DIRECTIONS –
Your task is to repeat all of the material exactly.
══════════════════════════════
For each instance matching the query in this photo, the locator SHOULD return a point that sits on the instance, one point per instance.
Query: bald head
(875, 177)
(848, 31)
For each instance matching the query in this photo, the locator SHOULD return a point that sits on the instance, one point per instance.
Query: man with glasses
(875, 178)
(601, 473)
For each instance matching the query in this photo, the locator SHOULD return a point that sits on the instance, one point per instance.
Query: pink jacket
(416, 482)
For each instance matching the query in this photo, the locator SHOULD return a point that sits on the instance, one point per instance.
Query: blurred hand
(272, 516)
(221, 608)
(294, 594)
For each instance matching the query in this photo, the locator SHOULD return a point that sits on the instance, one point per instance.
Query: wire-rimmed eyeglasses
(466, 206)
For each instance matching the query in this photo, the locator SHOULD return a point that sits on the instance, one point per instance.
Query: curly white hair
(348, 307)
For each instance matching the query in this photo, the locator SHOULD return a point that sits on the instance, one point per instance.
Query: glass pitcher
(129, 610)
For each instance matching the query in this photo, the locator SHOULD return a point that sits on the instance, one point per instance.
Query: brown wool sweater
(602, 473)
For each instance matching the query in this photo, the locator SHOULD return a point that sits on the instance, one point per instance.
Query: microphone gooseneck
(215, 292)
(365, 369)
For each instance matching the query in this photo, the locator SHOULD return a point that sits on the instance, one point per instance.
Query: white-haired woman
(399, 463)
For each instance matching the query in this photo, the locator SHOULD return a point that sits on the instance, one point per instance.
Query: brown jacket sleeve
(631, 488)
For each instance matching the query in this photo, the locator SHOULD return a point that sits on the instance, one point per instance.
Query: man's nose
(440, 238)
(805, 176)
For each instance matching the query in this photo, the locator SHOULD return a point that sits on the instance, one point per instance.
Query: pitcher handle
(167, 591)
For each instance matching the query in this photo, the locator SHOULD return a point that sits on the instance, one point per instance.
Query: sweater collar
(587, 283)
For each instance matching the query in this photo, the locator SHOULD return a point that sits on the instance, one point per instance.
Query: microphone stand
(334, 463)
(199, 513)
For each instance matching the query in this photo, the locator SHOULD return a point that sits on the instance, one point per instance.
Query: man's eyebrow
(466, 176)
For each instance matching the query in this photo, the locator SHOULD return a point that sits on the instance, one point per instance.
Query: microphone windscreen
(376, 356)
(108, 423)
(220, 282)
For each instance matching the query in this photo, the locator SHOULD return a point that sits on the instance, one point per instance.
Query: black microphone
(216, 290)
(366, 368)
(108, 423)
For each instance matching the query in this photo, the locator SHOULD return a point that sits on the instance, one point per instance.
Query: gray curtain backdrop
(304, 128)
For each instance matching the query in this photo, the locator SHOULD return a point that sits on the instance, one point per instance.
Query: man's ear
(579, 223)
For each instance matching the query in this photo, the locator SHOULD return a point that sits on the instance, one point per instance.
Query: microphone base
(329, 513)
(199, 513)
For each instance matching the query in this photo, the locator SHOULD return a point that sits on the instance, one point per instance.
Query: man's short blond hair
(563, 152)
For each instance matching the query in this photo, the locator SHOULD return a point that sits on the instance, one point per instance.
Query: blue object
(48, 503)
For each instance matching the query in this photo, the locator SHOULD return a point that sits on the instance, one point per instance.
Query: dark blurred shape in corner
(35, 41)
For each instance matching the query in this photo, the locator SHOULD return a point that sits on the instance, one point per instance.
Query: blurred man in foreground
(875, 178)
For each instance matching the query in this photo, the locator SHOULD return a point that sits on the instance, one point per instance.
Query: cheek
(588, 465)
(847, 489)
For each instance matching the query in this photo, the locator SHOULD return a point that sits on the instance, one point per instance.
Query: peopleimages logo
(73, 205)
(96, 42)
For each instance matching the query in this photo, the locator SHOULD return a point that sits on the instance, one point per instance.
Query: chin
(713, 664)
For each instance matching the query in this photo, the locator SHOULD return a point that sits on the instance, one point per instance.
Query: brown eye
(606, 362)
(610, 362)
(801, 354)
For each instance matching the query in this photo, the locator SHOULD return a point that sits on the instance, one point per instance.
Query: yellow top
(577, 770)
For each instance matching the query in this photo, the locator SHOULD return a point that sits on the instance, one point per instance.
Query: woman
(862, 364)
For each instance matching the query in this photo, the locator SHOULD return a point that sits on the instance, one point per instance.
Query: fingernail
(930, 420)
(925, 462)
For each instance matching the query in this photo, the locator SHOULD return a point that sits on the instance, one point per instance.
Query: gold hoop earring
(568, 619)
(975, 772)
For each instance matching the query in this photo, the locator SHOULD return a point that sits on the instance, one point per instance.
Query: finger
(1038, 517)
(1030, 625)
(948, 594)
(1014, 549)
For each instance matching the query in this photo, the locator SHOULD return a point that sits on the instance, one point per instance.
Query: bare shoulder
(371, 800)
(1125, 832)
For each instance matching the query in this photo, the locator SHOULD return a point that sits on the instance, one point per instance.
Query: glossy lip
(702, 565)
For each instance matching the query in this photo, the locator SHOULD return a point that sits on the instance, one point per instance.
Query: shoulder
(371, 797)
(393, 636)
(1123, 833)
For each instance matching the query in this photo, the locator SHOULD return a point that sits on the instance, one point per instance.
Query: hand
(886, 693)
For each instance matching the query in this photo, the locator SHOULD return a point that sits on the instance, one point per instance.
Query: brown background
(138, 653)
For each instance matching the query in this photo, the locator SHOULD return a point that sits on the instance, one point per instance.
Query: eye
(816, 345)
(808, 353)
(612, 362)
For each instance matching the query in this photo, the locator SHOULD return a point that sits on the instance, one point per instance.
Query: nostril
══════════════════════════════
SOLUTION FOR THIS TASK –
For each instance matching the query in this photo, the locator SHOULD return a point that sits on the instance, one point per instance.
Query: bald head
(875, 177)
(848, 31)
For each instance matching the query in this photo, the locator SHOULD return a point that sits on the instance, one point per instance.
Query: man with glasses
(875, 178)
(601, 473)
For each instance matching the query in this photo, the locator SHOULD return a point that sits on the instance, one point per instance.
Query: pink jacket
(416, 482)
For each instance matching the query in this photo, the locator SHOULD return a point that sits on the instance, one point per instance.
Query: blurred hand
(272, 516)
(221, 608)
(294, 594)
For each instance matching the query in this photo, the locator SHOULD return a point that sits on the instance, one point per instance.
Query: wire-rimmed eyeglasses
(466, 206)
For each instance matching the query in this photo, the locator SHOULD return a point that sits on the instance, one point per instance.
Query: curly white hair
(348, 307)
For each instance matching the query in this photo, the locator SHOULD return a point that sits on the instance, one point per instance.
Query: glass pitcher
(129, 610)
For each instance matching the query in this photo, the locator SHOULD return a point that sits on the instance, one point per instance.
Query: brown wool sweater
(602, 473)
For each instance matching the query in this photo, the locator SHOULD return a point that sits on the instance, one point per instance.
Query: microphone gooseneck
(215, 292)
(365, 369)
For each instance matching the query in this photo, the locator SHOULD return a point that sits on the instance, one point per instance.
Query: white-haired woman
(399, 463)
For each instance matching the query in this photo, the locator SHOULD return a point that sits on the instance, one point per instance.
Query: brown jacket sleeve
(631, 488)
For each instance matching the query in this photo, the locator SHOULD return a point that sits on the instance, one point per instance.
Query: man's nose
(440, 238)
(805, 176)
For each instance matching the query in this photo, the locator SHOULD return a point that sits on the instance, one point per instance.
Query: pitcher handle
(167, 591)
For each instance matching the query in this photo, the locator SHOULD return a point that sits on the instance, one point per instance.
Query: sweater collar
(587, 283)
For each instance matching the query in this photo, the locator SHOULD return a point that sits on the instance, one point per instance.
Query: microphone stand
(334, 463)
(199, 513)
For each instance matching the query in this photo, the locator SHOULD return a point that sits on the instance, one point per instance.
Query: man's eyebrow
(466, 176)
For each instance matching the query in this photo, the locator SHOULD return a point that sits on the instance, one point per instance.
Query: microphone windscreen
(376, 356)
(108, 423)
(220, 282)
For each instance matching the query in this photo, the locator SHOULD return a point that sits on the instance, one point per instance.
Query: black microphone
(216, 290)
(366, 368)
(108, 423)
For each instance matching the query in this photo, the locator SHOULD return a point that sits on the instance, one point per instance.
Query: gray curtain backdrop
(304, 128)
For each instance matching the query in this photo, the locator SHOULD return a point that sits on the instance, one point per instance.
Query: man's ear
(579, 223)
For each instance matching the query in this photo, the locator SHOULD return a point that sits on the instance, one point per instance.
Query: microphone base
(329, 513)
(199, 513)
For each instance matching the query in this photo, the locator SHOULD return a point that sits on the instance, one point per instance.
Query: man's short blond hair
(563, 152)
For each instance matching the query in this photo, the locator SHOULD return a point that sits on the instance, one point per instance.
Query: blue object
(48, 503)
For each instance matching the query in this photo, the locator SHOULD return a point that sits on the instance, one point per instance.
Query: dark blurred shape in corner
(35, 41)
For each instance matching the query in this photo, the locator SHOULD return a point that sits on the instance, one point per instance.
Query: blurred man in foreground
(875, 178)
For each instance matching the query in this photo, the locator SHOULD return a point that sits on the instance, one point per instance.
Query: cheek
(588, 465)
(847, 489)
For each instance matching the query in this photo, the locator SHOULD return a point that sits on the instance, one point per instance.
Query: peopleimages logo
(73, 205)
(96, 42)
For each instance matching the query in this photo, the locator SHOULD return a point that sits on the instance, one point per instance.
Query: chin
(713, 664)
For each instance matching the query in this photo, the locator SHOULD return a point that sits on the instance, one point per instance.
Query: brown eye
(606, 362)
(610, 362)
(801, 354)
For each instance matching the query in this photo, the locator SHOULD return a point that sits on the instance, one point per instance.
Query: yellow top
(577, 770)
For each instance matching the query in this photo, the locator SHOULD return a point that sits on the instance, one point per instance.
Query: woman
(862, 364)
For each instance matching the query in this photo, the locator SHOULD return a point that sits on the instance, one point per instance.
Query: fingernail
(930, 420)
(925, 462)
For each instance matching the query in this photo, the locator SHOULD return a point that sits on the instance, one point per instance.
Query: gold hoop earring
(568, 619)
(975, 772)
For each instance matching the query in this photo, the locator SHOULD return a point that sits on the instance, one point per instance.
Query: finger
(1038, 517)
(1030, 625)
(948, 594)
(1014, 549)
For each instance matching the query in this photo, the locator SHOULD return a point that sits on the instance, one point per instance.
Query: bare shoulder
(371, 800)
(1125, 832)
For each instance matching the query in this photo, the locator SHOULD return a point that sits on the instance, one point per instance.
Query: glossy lip
(702, 565)
For each instance matching the query in this photo, the locator SHOULD return a point that sits on the instance, one point per instance.
Query: shoulder
(371, 797)
(393, 636)
(1123, 833)
For each instance matching the query in this photo, the locator SHOULD return a point that sits on the instance, one point per instance.
Query: hand
(886, 693)
For each instance matching the query in this photo, the locator SHOULD return a point that sits on the instance, one point per instance.
Query: brown background
(138, 653)
For each instance matching the query in this photo, the locator SHOULD return a point that sits on the instance, one point per instance.
Query: eye
(816, 345)
(808, 353)
(612, 362)
For each instance matching the query in this photo, the locator SHOULD return a point that sits on the instance, one point per instance.
Query: nostril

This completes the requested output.